» **Task directions**
Each of the records must appear again, exactly as it was written.

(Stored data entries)
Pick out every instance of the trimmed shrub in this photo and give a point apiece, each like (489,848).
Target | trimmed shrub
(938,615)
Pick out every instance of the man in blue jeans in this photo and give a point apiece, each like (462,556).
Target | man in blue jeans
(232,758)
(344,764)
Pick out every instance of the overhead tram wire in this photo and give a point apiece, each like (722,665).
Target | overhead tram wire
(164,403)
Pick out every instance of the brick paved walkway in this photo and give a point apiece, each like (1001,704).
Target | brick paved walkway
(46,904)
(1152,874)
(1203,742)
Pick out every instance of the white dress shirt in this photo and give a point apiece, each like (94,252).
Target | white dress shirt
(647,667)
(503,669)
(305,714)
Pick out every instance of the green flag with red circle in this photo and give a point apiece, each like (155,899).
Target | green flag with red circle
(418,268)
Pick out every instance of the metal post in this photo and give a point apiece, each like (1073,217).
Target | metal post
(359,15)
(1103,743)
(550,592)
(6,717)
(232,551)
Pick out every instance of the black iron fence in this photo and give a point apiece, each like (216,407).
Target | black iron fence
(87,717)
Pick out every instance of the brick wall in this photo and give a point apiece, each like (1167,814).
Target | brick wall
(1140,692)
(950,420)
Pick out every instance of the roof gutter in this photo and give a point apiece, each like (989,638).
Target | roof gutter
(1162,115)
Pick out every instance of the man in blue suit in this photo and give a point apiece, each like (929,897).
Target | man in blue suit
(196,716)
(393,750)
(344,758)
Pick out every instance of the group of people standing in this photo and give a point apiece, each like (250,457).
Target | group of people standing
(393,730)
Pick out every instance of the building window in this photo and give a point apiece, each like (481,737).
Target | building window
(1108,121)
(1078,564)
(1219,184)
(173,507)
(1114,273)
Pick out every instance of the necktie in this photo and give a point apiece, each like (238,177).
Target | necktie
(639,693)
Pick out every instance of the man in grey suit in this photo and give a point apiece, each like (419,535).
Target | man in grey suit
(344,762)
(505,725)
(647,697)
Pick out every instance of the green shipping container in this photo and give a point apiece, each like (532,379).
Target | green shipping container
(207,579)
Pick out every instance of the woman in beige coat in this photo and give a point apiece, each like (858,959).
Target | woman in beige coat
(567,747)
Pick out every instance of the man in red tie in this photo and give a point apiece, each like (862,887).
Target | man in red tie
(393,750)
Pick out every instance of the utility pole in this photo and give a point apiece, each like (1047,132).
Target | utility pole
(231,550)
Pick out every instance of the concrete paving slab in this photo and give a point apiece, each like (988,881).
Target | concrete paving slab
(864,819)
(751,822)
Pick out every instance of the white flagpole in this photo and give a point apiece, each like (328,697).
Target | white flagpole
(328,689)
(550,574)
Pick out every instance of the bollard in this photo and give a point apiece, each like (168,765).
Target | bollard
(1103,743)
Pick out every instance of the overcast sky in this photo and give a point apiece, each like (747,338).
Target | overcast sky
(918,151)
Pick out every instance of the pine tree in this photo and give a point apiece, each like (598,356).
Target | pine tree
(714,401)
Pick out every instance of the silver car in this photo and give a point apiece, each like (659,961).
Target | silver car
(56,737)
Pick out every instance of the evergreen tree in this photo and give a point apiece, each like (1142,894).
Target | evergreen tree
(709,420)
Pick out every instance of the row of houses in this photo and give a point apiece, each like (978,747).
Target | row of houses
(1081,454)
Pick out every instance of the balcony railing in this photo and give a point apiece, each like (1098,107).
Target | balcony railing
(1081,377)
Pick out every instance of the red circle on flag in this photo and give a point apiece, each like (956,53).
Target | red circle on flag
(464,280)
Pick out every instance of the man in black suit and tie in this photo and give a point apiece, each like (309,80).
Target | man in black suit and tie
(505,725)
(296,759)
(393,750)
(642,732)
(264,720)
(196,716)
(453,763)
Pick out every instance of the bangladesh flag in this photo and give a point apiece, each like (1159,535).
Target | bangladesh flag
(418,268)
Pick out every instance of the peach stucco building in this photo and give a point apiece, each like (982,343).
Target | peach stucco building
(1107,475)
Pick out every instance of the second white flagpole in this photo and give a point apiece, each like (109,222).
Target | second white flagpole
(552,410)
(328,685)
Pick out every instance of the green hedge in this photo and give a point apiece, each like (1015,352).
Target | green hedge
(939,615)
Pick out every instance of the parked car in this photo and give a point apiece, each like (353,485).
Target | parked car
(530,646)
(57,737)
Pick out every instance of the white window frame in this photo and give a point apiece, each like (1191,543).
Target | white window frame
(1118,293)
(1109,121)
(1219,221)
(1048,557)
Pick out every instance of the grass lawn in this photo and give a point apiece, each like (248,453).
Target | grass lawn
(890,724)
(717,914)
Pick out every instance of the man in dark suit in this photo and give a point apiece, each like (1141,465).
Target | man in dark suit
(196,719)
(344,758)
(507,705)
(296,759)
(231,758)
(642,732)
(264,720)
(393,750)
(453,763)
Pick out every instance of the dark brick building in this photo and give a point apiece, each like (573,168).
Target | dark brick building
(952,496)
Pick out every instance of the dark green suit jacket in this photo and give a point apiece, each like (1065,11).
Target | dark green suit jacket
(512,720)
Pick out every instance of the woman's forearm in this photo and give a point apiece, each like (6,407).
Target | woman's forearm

» **Task answer**
Pick out every instance of the trimmed shrub in this photo and give a point apiece, each like (489,848).
Target | trimmed shrub
(938,615)
Pick out every instance of the man in blue jeans in this photo and give a point apiece, each like (462,556).
Target | man in blue jeans
(232,758)
(344,764)
Pick out every instance of the overhead tram wire in this photo and give a point apiece, each like (722,665).
Target | overhead tram wire
(164,403)
Pick out every instance of the brick paved walkway in this photo and give a point apiece, each like (1001,704).
Target | brick paved walkway
(46,904)
(1152,874)
(1203,742)
Pick out every instance of the white dress shirt in this photo and give a point apiece, each like (94,252).
Target | white dress shirt
(647,667)
(503,669)
(305,714)
Pick out every instance of the green flag with red circle in this photo and give a point apiece, each like (155,899).
Target | green flag with red circle
(418,268)
Pick out every instance of the metal post in this photo and give a point apiece, each like (1073,217).
Target | metal post
(359,15)
(1103,743)
(550,592)
(6,717)
(232,551)
Pick out every instance of the black iron fence in this photo and give a point apiece, each like (216,407).
Target | black iron fence
(87,717)
Pick out every instance of the brick wall in this photo and give a point apiece, each like (1167,814).
Target | brick wall
(1140,692)
(950,420)
Pick out every instance of the roof gutter in this photo and give a point apiece, each like (989,638).
Target | roof gutter
(1162,115)
Pick out every instance of the man in blue suit in this photo and give a point apiece, each like (929,897).
Target | man in blue suit
(196,716)
(393,750)
(344,758)
Pick out every instance of the group of people standing in this photo and give a point apiece, each like (250,457).
Target | group of people standing
(393,730)
Pick out every instance of the building window in this photo and give a point apiece, each like (481,737).
Target | building window
(1108,121)
(1078,564)
(1219,184)
(173,507)
(1114,273)
Pick out every instance of the necktie in this photo and give a point apiece, each like (238,177).
Target | necktie
(639,693)
Pick out every instance of the man in grey suit in this photo and give a point apiece, each like (419,535).
Target | man in grey suit
(344,762)
(505,725)
(647,697)
Pick out every instance of the green shipping container in this photo and give a point apiece, each like (532,379).
Target | green shipping container
(207,579)
Pick out every instance of the woman in beige coat in this photo and give a point apiece, each like (858,959).
Target | woman in beige coat
(567,747)
Pick out every instance of the man in red tie in this photo and give a point apiece, each like (862,887).
Target | man in red tie
(393,750)
Pick out every instance of the utility pole in this photo and give a point apiece, each like (1047,132).
Target | utility pole
(231,550)
Pick out every instance of the concrete paving slab in this photo and give a point apiece, each like (988,881).
Target | concrete paving slab
(864,819)
(751,822)
Pick out every instance of the white flagpole in this photo and give a point apiece, each like (328,697).
Target | white flagpole
(328,689)
(550,574)
Pick out every instance of the bollard in this photo and give a point apiece, each like (168,765).
Target | bollard
(1103,743)
Pick out every instance of the overcast sky in this photo and give a point apiece, each like (747,338).
Target | overcast sky
(918,151)
Pick out every instance of the pine tree in this photo and give a point apiece, each like (598,356).
Target | pine tree
(714,401)
Pick out every instance of the silver car in this photo and give a point apiece, each like (659,961).
Target | silver car
(56,737)
Pick out every instance of the evergreen tree in this photo and give a point apiece, each like (1142,894).
Target | evergreen tree
(709,420)
Pick out every instance of the row of houses in this photo and give a point apiece, each like (978,747).
Target | row of houses
(1081,454)
Pick out every instance of the balcony railing in this photo and give a point apiece, each like (1098,107).
Target | balcony railing
(1081,377)
Pick out every instance of the red circle on flag in this photo and give a point apiece, each like (956,53).
Target | red circle on flag
(464,280)
Pick out every instance of the man in black suit and tie in this photo and give a point apiece, each like (309,80).
Target | man in black suit and tie
(505,725)
(296,759)
(393,750)
(642,732)
(264,720)
(196,716)
(453,763)
Pick out every instance of the bangladesh flag in this photo and give a point apiece, each like (1159,535).
Target | bangladesh flag
(418,268)
Pick out every instance of the peach stucco building in this photo and give a point apiece, each like (982,343).
Target | peach stucco building
(1107,475)
Pick out every instance of the second white flagpole in this photo and give a point apiece, each like (109,222).
Target | second white flagpole
(552,410)
(328,685)
Pick out every instance of the green hedge in this photo and give a point apiece, each like (1015,352).
Target | green hedge
(939,615)
Pick out every instance of the parked car in this photo and give a point apiece, each like (353,485).
Target | parked car
(530,646)
(57,737)
Pick out every instance of the white window frame in this photo and give a point apiece, each like (1191,543).
Target | white window frame
(1118,293)
(1109,121)
(1219,221)
(1048,557)
Pick out every instance of the grass lawn in this photo and give a point apiece, each like (248,453).
Target | grass lawn
(890,724)
(717,914)
Pick out every instance of the man in dark suit in this photo and give a point apiece, each like (1141,465).
Target | man in dark suit
(196,719)
(344,758)
(507,705)
(296,759)
(231,758)
(642,732)
(264,720)
(393,750)
(453,763)
Pick out every instance of the dark brick building in this photo and give a point apiece, each like (573,168).
Target | dark brick building
(952,496)
Pick out every instance of the dark green suit jacket in this photo and give a point apiece, each like (1065,11).
Target | dark green suit jacket
(512,720)
Pick out every instance of the woman's forearm in this photo and give a point apiece, each like (6,407).
Target | woman's forearm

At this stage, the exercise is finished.